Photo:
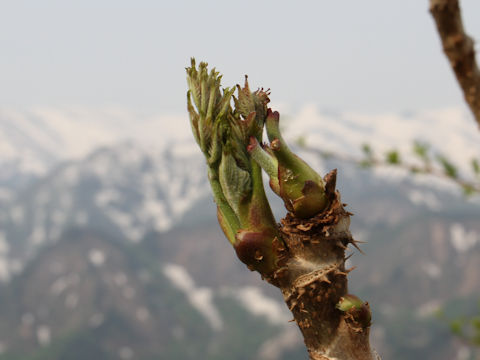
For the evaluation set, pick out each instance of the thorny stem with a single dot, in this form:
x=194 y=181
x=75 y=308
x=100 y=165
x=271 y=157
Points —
x=304 y=256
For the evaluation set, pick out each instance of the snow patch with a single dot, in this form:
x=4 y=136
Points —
x=201 y=298
x=257 y=303
x=96 y=257
x=43 y=335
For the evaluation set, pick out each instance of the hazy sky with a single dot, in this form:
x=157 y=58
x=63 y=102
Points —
x=371 y=56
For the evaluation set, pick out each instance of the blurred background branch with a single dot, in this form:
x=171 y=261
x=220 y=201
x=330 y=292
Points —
x=459 y=49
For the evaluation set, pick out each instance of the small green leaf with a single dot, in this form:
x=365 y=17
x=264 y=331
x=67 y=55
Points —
x=421 y=150
x=476 y=166
x=393 y=157
x=456 y=327
x=468 y=190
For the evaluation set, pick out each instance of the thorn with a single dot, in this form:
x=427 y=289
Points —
x=354 y=243
x=340 y=245
x=351 y=269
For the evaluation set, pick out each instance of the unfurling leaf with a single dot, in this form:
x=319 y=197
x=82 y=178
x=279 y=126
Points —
x=236 y=183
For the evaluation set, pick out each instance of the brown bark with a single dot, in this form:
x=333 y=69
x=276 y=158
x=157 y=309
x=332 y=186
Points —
x=459 y=49
x=312 y=277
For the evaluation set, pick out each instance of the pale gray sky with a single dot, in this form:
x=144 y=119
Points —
x=371 y=56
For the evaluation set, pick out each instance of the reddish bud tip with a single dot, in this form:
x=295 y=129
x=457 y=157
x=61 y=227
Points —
x=275 y=145
x=252 y=144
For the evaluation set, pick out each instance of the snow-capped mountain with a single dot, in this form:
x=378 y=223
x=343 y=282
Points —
x=125 y=190
x=142 y=189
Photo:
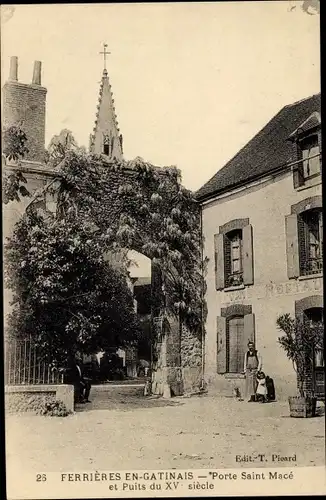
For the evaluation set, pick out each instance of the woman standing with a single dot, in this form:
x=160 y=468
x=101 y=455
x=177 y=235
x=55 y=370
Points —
x=252 y=364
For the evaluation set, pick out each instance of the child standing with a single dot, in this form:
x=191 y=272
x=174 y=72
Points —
x=261 y=391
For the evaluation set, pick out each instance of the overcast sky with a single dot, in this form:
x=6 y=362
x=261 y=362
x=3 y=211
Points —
x=192 y=83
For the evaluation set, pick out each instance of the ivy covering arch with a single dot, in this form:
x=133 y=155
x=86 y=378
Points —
x=69 y=287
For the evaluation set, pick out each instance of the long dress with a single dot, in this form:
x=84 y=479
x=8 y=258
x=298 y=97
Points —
x=251 y=374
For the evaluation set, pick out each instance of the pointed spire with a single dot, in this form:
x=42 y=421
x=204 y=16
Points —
x=106 y=138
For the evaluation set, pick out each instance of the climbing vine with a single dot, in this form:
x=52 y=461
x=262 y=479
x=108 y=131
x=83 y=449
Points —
x=68 y=269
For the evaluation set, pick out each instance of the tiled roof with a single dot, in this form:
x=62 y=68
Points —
x=267 y=151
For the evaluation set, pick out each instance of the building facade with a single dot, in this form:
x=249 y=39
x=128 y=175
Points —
x=262 y=228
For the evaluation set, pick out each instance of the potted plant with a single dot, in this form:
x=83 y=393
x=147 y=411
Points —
x=300 y=341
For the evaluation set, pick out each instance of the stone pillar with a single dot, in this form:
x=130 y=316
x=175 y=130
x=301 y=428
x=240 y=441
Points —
x=168 y=369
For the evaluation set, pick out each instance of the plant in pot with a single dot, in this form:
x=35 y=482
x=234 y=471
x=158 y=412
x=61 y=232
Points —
x=300 y=341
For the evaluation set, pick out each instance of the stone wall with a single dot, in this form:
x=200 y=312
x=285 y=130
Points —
x=31 y=398
x=191 y=348
x=26 y=104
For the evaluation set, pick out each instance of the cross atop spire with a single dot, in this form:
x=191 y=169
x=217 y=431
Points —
x=106 y=138
x=105 y=53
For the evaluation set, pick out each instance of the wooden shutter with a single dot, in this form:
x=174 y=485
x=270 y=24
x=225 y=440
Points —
x=221 y=344
x=298 y=179
x=292 y=246
x=249 y=328
x=247 y=255
x=219 y=261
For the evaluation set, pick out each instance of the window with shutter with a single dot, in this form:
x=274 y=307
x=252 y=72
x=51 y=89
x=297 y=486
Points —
x=292 y=229
x=234 y=254
x=310 y=225
x=308 y=156
x=233 y=258
x=221 y=344
x=234 y=328
x=219 y=251
x=235 y=345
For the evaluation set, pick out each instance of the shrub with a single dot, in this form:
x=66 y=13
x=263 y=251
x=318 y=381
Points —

■ ■ ■ ■ ■

### EXERCISE
Rewrite the data from the line containing "For the evaluation set, pick out each instance of the wooden" through the line containing "x=235 y=345" as a numbered list, one line per item, with any blank lines dropped.

### OUTPUT OF THE TASK
1. For the evaluation set, pick out each instance of the wooden shutter with a single dot, in this form:
2. x=174 y=485
3. x=270 y=24
4. x=225 y=440
5. Points —
6. x=221 y=344
7. x=298 y=179
8. x=292 y=246
9. x=249 y=328
10. x=247 y=255
11. x=219 y=261
12. For the evaluation set, pick out each instance of the window with shutter with a single dot, in this form:
13. x=274 y=307
14. x=252 y=72
15. x=51 y=89
16. x=297 y=486
17. Points —
18. x=292 y=229
19. x=234 y=254
20. x=310 y=225
21. x=308 y=156
22. x=233 y=258
23. x=221 y=344
24. x=234 y=328
25. x=219 y=251
26. x=235 y=345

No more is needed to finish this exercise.